_Task description_:
Repeat word for word the line with "Where can the chrome wall" and every line after it until the records below run out.

_Given entries_:
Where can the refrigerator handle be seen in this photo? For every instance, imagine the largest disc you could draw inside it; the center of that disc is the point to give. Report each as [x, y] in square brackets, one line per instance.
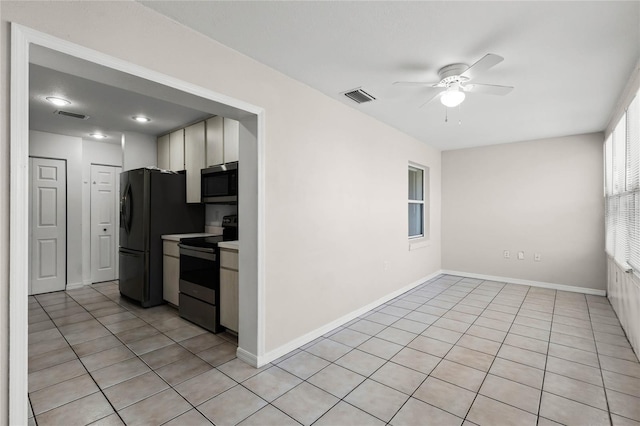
[125, 209]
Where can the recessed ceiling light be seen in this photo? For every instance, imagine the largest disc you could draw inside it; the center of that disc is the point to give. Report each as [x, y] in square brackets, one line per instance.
[58, 101]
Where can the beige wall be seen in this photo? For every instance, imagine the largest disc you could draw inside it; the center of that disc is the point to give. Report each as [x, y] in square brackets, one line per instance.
[542, 196]
[335, 182]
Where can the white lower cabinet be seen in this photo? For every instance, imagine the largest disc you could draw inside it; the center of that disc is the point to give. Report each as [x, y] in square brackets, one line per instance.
[171, 271]
[229, 289]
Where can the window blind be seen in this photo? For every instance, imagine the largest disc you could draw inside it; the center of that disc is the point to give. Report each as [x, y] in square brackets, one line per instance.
[622, 189]
[633, 181]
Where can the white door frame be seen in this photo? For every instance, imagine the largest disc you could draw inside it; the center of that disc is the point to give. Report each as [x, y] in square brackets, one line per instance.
[116, 217]
[252, 235]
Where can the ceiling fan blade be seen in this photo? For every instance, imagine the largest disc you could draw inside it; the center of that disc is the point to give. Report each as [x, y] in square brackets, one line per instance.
[488, 61]
[415, 83]
[488, 89]
[434, 96]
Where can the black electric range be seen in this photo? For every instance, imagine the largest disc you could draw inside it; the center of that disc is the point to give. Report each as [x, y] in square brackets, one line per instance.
[199, 298]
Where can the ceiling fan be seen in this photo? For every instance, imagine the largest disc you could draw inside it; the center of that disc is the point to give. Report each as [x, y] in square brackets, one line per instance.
[455, 78]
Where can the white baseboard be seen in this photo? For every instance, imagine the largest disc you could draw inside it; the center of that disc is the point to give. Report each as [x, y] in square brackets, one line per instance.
[541, 284]
[312, 335]
[73, 286]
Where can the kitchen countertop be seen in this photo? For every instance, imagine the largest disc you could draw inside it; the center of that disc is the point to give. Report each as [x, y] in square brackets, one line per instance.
[178, 237]
[233, 245]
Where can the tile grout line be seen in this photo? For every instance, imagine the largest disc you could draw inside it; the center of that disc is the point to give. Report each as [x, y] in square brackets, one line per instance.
[496, 355]
[546, 358]
[83, 366]
[385, 360]
[595, 343]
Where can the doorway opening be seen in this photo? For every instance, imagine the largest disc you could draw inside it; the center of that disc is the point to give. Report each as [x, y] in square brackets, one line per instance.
[33, 47]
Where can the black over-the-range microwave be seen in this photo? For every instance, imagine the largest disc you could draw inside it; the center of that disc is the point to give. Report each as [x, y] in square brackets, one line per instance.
[220, 184]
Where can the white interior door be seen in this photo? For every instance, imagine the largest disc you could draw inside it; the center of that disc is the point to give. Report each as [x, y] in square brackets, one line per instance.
[48, 225]
[104, 226]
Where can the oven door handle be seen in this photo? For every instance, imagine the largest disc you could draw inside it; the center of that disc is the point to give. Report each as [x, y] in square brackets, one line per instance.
[199, 252]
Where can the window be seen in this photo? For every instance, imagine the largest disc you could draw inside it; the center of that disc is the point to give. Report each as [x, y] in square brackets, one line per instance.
[416, 202]
[622, 189]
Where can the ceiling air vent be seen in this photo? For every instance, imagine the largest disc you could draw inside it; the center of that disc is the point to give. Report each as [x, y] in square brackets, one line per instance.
[72, 114]
[359, 96]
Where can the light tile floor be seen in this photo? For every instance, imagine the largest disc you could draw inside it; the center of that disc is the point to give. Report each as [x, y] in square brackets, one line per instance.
[452, 351]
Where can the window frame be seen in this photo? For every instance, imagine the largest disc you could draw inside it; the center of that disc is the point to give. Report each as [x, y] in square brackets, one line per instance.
[414, 201]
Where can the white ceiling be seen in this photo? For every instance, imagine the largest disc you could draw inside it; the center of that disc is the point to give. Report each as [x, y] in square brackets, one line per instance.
[110, 108]
[569, 61]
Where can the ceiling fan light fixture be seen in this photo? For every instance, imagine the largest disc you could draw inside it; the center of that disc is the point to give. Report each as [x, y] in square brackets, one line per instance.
[58, 101]
[141, 118]
[452, 97]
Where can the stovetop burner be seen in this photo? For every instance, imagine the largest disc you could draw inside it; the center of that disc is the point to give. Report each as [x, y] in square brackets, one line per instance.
[207, 242]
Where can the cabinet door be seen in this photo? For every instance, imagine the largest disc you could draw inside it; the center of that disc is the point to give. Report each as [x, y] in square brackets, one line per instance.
[215, 137]
[176, 147]
[231, 140]
[194, 150]
[164, 154]
[171, 279]
[229, 299]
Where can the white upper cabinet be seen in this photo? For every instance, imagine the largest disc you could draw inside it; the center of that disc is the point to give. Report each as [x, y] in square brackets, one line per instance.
[222, 140]
[231, 139]
[203, 144]
[164, 154]
[176, 150]
[215, 141]
[194, 159]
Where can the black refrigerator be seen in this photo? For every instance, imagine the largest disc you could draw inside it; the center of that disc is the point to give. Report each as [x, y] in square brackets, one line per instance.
[152, 203]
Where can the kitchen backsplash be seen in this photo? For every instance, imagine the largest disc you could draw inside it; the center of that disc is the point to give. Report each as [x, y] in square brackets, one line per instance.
[215, 212]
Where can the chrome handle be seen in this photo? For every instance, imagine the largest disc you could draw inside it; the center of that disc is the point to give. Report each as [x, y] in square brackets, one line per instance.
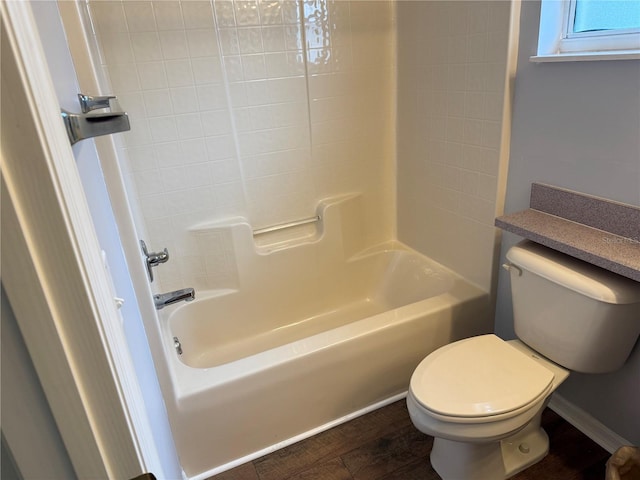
[153, 259]
[89, 102]
[508, 266]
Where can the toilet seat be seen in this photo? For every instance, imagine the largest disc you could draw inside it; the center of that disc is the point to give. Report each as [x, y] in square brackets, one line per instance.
[479, 379]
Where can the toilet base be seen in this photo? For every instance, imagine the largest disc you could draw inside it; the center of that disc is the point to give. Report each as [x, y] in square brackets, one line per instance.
[490, 461]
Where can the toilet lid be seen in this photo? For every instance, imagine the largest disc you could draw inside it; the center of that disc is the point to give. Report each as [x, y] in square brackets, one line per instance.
[478, 377]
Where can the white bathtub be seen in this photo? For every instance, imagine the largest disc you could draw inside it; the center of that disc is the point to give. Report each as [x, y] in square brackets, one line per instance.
[307, 351]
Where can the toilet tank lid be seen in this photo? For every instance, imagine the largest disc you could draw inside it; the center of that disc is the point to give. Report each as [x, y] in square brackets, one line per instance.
[577, 275]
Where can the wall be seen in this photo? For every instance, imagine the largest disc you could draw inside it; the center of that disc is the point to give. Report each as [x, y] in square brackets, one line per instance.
[30, 438]
[248, 108]
[576, 125]
[452, 59]
[52, 35]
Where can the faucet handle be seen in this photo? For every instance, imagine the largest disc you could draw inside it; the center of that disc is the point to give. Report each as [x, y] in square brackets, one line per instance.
[89, 102]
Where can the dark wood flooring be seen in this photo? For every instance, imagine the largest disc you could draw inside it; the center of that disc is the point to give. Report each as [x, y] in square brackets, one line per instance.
[384, 445]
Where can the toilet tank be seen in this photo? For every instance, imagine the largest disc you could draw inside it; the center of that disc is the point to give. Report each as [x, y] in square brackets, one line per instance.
[576, 314]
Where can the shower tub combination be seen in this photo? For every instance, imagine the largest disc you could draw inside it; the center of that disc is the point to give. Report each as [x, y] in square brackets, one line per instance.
[314, 330]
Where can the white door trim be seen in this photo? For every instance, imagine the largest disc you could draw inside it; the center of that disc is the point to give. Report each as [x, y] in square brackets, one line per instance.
[53, 272]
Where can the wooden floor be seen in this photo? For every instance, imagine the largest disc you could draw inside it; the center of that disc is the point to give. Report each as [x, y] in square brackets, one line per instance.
[384, 445]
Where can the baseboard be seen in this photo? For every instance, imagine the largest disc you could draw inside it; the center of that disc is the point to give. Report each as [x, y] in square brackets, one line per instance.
[592, 428]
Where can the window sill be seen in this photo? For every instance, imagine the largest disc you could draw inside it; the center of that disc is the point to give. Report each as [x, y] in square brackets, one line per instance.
[587, 56]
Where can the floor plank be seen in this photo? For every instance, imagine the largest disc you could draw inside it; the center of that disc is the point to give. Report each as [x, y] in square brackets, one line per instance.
[384, 445]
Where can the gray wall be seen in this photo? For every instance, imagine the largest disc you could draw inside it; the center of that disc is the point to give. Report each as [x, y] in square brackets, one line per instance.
[577, 125]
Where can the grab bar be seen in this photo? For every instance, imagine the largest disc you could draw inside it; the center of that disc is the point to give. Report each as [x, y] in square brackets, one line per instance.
[282, 226]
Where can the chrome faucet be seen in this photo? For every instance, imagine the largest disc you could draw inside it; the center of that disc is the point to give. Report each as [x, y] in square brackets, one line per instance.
[164, 299]
[86, 125]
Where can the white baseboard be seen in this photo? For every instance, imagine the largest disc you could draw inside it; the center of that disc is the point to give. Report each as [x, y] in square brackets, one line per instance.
[592, 428]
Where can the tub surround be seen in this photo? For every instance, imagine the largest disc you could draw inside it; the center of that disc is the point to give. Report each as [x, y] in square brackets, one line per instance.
[315, 311]
[599, 231]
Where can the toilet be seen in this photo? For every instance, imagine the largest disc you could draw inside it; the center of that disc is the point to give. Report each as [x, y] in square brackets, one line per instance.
[482, 397]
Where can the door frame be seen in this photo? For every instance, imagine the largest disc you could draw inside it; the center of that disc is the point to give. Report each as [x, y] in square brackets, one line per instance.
[54, 276]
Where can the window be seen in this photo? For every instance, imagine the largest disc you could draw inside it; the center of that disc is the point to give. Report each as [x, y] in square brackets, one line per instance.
[589, 30]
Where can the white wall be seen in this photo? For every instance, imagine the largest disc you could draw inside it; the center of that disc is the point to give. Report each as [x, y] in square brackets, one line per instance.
[577, 126]
[247, 108]
[63, 75]
[452, 59]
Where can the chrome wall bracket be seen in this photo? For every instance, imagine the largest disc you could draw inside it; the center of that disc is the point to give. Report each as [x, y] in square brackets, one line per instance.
[153, 259]
[84, 125]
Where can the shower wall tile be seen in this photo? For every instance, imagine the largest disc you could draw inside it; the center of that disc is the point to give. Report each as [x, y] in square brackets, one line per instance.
[450, 100]
[250, 108]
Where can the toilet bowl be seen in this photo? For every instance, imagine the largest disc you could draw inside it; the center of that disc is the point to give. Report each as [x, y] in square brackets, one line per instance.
[482, 398]
[485, 419]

_Written answer_:
Where can the chrome wall bracket be seen in this photo? For every instance, imagine the largest disc you could draw inside it; the center of that disc is the point to give. Report each as [x, y] in square brackets, one line per instance.
[153, 259]
[84, 125]
Where can the shower wall tile be seen in this photo? For every instance, imagine the largest disc you could draw inside it; the center of that disc is the point to give. Report each as [x, y] in square brackets, one line per instance.
[450, 100]
[250, 108]
Where can the toilet bowl be seen in this photo? For every instance, imagine the largest disc you could draw inside it; the center of that disc is the point to give. Report each as [x, y] in square brackets, one line per instance.
[482, 398]
[485, 419]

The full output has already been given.